→ **EXTRAIT DU DOCUMENT**
━━━━━━━━━━━━━━━━━━━━

On a eu la chance de rencontrer Guillaume Fédou et Jean-François Tatin, respectivement auteur et auteur-réalisateur de la web série Touche Française  produit par Silex Films et diffusée en ce moment sur Arte Creative. Elle raconte sous forme de mini documentaires la musique électronique française. 12 épisodes, 12 morceaux mythiques, qui nous font groover depuis 1995. 

L’entraide et la camaraderie sont des valeurs très françaises, et on a voulu que ça ressorte dans la série.

Tout d’abord, comment le projet Touche Française est-il né ? 

Guillaume Fédou : Je suis auteur de romans, d’articles et Jean-François est réalisateur et aussi auteur. Le film Eden sur la French Touch l’année dernière a sans doute déclenché un besoin d’en savoir plus sur cette époque. Les gens se sont dit qu’il y avait peut-être quelque chose d’un peu plus intéressant que juste la fête, l’alcool. . . On a voulu revenir sur le contexte, l’histoire de la musique électronique, la house dans les années 90. . .

Jean-François Tatin : Le projet est né de la rencontre entre un désir de notre part et une attente d’Arte Creative. Il y avait une réflexion de notre part tout autour de cette époque, une envie de pouvoir la raconter !

━━━━━━━━━━━━━━━━━━━━

(Lignes du jeu de données)

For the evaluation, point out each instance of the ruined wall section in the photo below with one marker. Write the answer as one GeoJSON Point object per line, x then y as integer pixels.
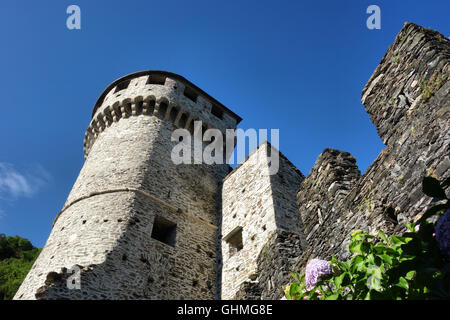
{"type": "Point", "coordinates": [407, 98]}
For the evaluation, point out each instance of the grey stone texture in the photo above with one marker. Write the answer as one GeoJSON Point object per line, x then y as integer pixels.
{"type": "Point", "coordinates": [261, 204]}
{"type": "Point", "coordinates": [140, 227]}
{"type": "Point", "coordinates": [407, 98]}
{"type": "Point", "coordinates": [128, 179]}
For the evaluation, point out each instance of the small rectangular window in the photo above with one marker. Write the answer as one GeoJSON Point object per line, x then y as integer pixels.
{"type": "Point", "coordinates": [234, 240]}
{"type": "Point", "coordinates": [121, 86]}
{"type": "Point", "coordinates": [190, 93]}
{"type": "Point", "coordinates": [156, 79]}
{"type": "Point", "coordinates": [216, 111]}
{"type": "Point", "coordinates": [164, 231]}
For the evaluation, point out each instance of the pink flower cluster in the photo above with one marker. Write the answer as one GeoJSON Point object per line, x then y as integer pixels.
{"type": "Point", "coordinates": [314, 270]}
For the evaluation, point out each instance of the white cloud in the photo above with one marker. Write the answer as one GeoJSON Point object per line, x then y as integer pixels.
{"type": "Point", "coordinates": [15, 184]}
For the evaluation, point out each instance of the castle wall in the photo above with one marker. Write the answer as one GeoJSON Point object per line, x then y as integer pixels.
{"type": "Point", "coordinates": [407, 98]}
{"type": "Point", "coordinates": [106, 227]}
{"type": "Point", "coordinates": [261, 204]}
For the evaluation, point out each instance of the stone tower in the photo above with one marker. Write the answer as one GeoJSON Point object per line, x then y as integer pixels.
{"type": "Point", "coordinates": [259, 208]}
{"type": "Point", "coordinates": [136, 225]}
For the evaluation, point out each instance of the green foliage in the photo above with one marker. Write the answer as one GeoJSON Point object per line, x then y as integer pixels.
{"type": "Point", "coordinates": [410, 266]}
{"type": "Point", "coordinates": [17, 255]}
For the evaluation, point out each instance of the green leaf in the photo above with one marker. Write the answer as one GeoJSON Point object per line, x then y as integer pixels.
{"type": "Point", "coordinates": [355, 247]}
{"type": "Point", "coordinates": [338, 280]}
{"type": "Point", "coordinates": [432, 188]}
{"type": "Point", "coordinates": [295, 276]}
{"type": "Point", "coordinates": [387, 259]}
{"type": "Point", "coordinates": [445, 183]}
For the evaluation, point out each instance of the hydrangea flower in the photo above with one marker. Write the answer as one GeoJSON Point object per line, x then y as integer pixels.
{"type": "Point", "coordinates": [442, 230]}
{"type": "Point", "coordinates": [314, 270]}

━━━━━━━━━━━━━━━━━━━━

→ **CONSIGNE À SUIVRE**
Résumez en deux phrases l'extrait consacré à la web série Touche Française. Le listing est un matériau distinct de l'extrait.

→ **RÉPONSE COMPLÈTE**
Guillaume Fédou et Jean-François Tatin, auteur et auteur-réalisateur de Touche Française, présentent cette web série produite par Silex Films et diffusée sur Arte Creative, qui raconte en 12 épisodes de mini documentaires la musique électronique française à travers 12 morceaux mythiques depuis 1995. Le projet est né de la rencontre entre leur envie de raconter cette époque et une attente d'Arte Creative, après que le film Eden a sans doute suscité un besoin d'en savoir plus sur la French Touch, avec la volonté de revenir sur le contexte et l'histoire de la house des années 90.